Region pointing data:

+-------+

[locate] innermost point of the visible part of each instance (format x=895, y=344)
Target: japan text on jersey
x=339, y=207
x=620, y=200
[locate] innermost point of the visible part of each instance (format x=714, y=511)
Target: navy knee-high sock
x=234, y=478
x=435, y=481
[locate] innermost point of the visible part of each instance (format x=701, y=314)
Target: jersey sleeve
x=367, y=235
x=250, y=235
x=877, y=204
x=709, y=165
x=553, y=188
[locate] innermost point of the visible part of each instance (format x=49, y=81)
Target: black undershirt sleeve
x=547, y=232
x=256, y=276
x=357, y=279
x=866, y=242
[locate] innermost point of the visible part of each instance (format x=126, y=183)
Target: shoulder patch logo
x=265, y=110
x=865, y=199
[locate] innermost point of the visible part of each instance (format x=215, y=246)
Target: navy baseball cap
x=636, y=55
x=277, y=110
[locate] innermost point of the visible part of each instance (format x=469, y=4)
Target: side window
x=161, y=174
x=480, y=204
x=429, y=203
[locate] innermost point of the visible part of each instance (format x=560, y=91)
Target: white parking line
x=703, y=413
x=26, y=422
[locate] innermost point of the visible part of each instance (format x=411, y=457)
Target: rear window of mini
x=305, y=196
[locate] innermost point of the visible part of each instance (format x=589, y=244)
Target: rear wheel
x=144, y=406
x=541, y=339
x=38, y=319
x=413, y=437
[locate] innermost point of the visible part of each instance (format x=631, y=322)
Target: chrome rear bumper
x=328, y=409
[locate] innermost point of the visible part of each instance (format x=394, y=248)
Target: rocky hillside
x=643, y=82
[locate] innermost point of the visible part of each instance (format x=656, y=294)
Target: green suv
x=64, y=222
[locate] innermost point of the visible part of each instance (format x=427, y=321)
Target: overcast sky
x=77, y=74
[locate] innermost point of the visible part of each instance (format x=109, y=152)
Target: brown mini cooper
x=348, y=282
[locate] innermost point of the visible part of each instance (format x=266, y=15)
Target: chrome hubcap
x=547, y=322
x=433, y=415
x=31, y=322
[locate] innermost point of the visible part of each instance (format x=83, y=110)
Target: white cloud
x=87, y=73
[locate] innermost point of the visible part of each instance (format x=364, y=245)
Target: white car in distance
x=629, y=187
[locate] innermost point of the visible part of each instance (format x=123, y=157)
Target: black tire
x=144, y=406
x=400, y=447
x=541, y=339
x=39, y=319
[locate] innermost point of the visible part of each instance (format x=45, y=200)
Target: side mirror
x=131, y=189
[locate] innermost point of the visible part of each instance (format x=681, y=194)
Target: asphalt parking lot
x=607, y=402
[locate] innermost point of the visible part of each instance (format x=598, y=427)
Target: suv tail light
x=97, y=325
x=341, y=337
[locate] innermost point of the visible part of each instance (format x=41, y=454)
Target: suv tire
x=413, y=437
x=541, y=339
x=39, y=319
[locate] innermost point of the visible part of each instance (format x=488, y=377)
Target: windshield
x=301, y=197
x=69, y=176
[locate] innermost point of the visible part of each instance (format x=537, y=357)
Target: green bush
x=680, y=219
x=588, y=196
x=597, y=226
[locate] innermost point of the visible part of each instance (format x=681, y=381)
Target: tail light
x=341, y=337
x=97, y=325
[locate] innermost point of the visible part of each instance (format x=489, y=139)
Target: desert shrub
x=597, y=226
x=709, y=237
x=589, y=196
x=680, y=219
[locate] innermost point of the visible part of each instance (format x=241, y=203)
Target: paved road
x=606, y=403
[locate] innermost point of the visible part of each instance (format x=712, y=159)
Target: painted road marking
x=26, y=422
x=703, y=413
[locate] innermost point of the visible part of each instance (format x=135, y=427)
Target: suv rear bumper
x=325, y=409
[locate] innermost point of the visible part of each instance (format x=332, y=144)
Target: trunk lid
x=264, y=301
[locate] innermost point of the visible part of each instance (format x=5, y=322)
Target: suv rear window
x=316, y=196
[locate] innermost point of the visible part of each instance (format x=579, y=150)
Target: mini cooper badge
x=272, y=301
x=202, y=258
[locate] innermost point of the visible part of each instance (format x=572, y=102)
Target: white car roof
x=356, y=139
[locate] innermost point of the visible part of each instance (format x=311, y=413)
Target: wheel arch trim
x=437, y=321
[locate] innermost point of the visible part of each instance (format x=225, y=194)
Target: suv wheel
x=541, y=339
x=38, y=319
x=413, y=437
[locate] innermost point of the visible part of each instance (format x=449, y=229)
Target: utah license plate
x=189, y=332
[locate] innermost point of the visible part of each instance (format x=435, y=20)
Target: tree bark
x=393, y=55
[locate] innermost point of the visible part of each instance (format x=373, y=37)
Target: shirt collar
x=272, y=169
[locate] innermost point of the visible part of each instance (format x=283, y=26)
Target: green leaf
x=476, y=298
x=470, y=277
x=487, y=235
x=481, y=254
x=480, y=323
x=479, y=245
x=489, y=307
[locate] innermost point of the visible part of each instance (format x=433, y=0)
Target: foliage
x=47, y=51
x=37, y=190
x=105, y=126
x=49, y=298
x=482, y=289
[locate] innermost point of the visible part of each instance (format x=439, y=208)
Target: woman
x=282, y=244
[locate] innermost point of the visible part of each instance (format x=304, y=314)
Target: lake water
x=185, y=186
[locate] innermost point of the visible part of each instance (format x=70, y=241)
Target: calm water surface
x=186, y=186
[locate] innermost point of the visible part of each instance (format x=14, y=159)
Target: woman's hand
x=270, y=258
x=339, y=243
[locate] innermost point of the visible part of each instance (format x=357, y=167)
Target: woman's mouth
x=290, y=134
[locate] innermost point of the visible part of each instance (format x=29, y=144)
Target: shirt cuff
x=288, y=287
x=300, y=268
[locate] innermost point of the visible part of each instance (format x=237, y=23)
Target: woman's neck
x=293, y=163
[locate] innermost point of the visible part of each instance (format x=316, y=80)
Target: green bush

+-------+

Your assignment:
All lines above from the line with "(format x=215, y=246)" through the line with "(format x=123, y=157)", both included, are to be set down exactly, with nothing else.

Expected answer:
[locate] innermost point of the visible part of each instance (format x=215, y=246)
Target: navy baseball cap
x=636, y=55
x=277, y=110
[locate] innermost point of the visible part of each instance (format x=469, y=4)
Target: side window
x=161, y=174
x=480, y=204
x=429, y=203
[locate] innermost point of the visible part of each instance (format x=560, y=91)
Target: white parking line
x=703, y=413
x=26, y=422
[locate] innermost point of the visible part of each instance (format x=411, y=457)
Target: rear window of mini
x=305, y=196
[locate] innermost point of the visible part of each instance (format x=589, y=244)
Target: rear wheel
x=144, y=406
x=541, y=339
x=38, y=319
x=413, y=437
[locate] innermost point of the visible part of each instance (format x=631, y=322)
Target: chrome rear bumper
x=328, y=409
[locate] innermost point of the visible part of each instance (format x=394, y=248)
Target: rocky hillside
x=643, y=82
[locate] innermost point of the visible part of each instance (format x=656, y=294)
Target: green suv
x=64, y=222
[locate] innermost point of the visible part of each instance (format x=427, y=321)
Target: overcast sky
x=77, y=74
[locate] innermost point of the visible part of each instance (format x=109, y=152)
Target: brown mini cooper
x=348, y=282
[locate] innermost point of the visible part of each instance (format x=266, y=15)
Target: chrome hubcap
x=547, y=322
x=433, y=415
x=31, y=322
[locate] innermost point of the visible part of each instance (format x=83, y=110)
Target: white cloud
x=87, y=73
[locate] innermost point of the visible part of each instance (format x=364, y=245)
Target: white car in distance
x=629, y=187
[locate] innermost point of the visible part of each instance (format x=123, y=157)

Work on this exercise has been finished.